**ページ抜粋**
+===+
- 更新日 : 2024年8月8日
勘定科目 建物の仕訳と減価償却の解説
事務所や店舗など、事業の用に供するために所有する建物の取得費を経費計上する際は、勘定科目「建物」を使用しましょう。建物に関する会計処理で重要なのは、減価償却です。「建物」が指す範囲や減価償却について理解し、正しい会計処理を行いましょう。今回は、建物取得時や減価償却時の仕訳例、建物の減価償却のやり方について解説します。
勘定科目「建物」とは
勘定科目「建物」は、事業の用に供するために所有する建物のことを表します。事務所や店舗、工場、倉庫などが該当し、原則として屋根、床、壁を有する工作物です。
暖房や照明、電気設備・給排水設備などの附属設備は、厳密には「建物附属設備」といいます。しかし貸借対照表上では、基本的に「建物」として記入します。
「建物」は、建物を取得したときに計上し、貸借対照表では固定資産の場所に表示される勘定科目です。残存耐用年数が1年以下となった建物についても、流動資産とせず、固定資産で表示するのがポイントです。
建物の減価償却
建物は、その形状・材質などに応じた耐用年数の定額法(1998年3月31日以前取得分については定率法も選択可能)で減価償却を行います。
不動産を減価償却する際は、土地と建物を分けて考えることが大切です。建物は、時間の経過とともに価値を失うと考えられるため、減価償却の対象となります。一方、土地は価値を失わないため、減価償却の対象にはなりません。土地と建物を両方購入して所有する場合、建物の金額のみを算出して、減価償却を行う必要があります。
建物の減価償却を行うためには、建物の種類ごとに決められた法定耐用年数を用いる必要があります。法定耐用年数や、どのくらい価値が逓減していくかを示す償却率は、国税庁によって定められているため、会計処理の際は必ずチェックしてください。
+===+
**提供データ**
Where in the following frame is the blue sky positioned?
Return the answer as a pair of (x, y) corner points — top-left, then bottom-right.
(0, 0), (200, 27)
+===+
**作業目標 1**
建物の仕訳と減価償却についての文章から、「- 更新日 : 2024年8月8日」で始まり「は必ずチェックしてください。」で終わる部分を、一字も変えずに書き写してください。
**作業目標 2**
建物の仕訳と減価償却についての文章を、最後の文の次から書き継いでください。

**作業結果 1**
- 更新日 : 2024年8月8日
勘定科目 建物の仕訳と減価償却の解説
事務所や店舗など、事業の用に供するために所有する建物の取得費を経費計上する際は、勘定科目「建物」を使用しましょう。建物に関する会計処理で重要なのは、減価償却です。「建物」が指す範囲や減価償却について理解し、正しい会計処理を行いましょう。今回は、建物取得時や減価償却時の仕訳例、建物の減価償却のやり方について解説します。
勘定科目「建物」とは
勘定科目「建物」は、事業の用に供するために所有する建物のことを表します。事務所や店舗、工場、倉庫などが該当し、原則として屋根、床、壁を有する工作物です。
暖房や照明、電気設備・給排水設備などの附属設備は、厳密には「建物附属設備」といいます。しかし貸借対照表上では、基本的に「建物」として記入します。
「建物」は、建物を取得したときに計上し、貸借対照表では固定資産の場所に表示される勘定科目です。残存耐用年数が1年以下となった建物についても、流動資産とせず、固定資産で表示するのがポイントです。
建物の減価償却
建物は、その形状・材質などに応じた耐用年数の定額法(1998年3月31日以前取得分については定率法も選択可能)で減価償却を行います。
不動産を減価償却する際は、土地と建物を分けて考えることが大切です。建物は、時間の経過とともに価値を失うと考えられるため、減価償却の対象となります。一方、土地は価値を失わないため、減価償却の対象にはなりません。土地と建物を両方購入して所有する場合、建物の金額のみを算出して、減価償却を行う必要があります。
建物の減価償却を行うためには、建物の種類ごとに決められた法定耐用年数を用いる必要があります。法定耐用年数や、どのくらい価値が逓減していくかを示す償却率は、国税庁によって定められているため、会計処理の際は必ずチェックしてください。

**作業結果 2**
業務用建物の法定耐用年数は、以下のとおりです。
用途 | 構造 | 耐用年数 |
---|---|---|
事務所用 | 木造・合成樹脂造のもの | 24年 |
木骨モルタル造のもの | 22年 | |
鉄骨鉄筋コンクリート造・鉄筋コンクリート造のもの | 50年 | |
店舗用 | 木造・合成樹脂造のもの | 22年 |
木骨モルタル造のもの | 20年 | |
鉄骨鉄筋コンクリート造・鉄筋コンクリート造のもの | 39年 | |
工場用・倉庫用 | 木造・合成樹脂造のもの | 15年 |
木骨モルタル造のもの | 14年 | |
鉄骨鉄筋コンクリート造・鉄筋コンクリート造のもの | 38年 |
引用:国税庁 令和4年分 確定申告書等作成コーナーよくある質問
減価償却には定額法や定率法などさまざまな種類がありますが、建物や建物附属設備については定額法で処理しましょう。
定額法で建物を減価償却する際の計算式は、以下のとおりです。
定額法では毎年同じ金額を償却していきます。
減価償却については、以下の記事をご覧ください。
建物の仕訳例
ここでは、業務用の建物を取得して事業の用に供し、決算期に減価償却を行う際の仕訳例を紹介します。
(例)2022年4月1日に木造の倉庫を500万円で取得して事業の用に供し、口座引き落としで支払った。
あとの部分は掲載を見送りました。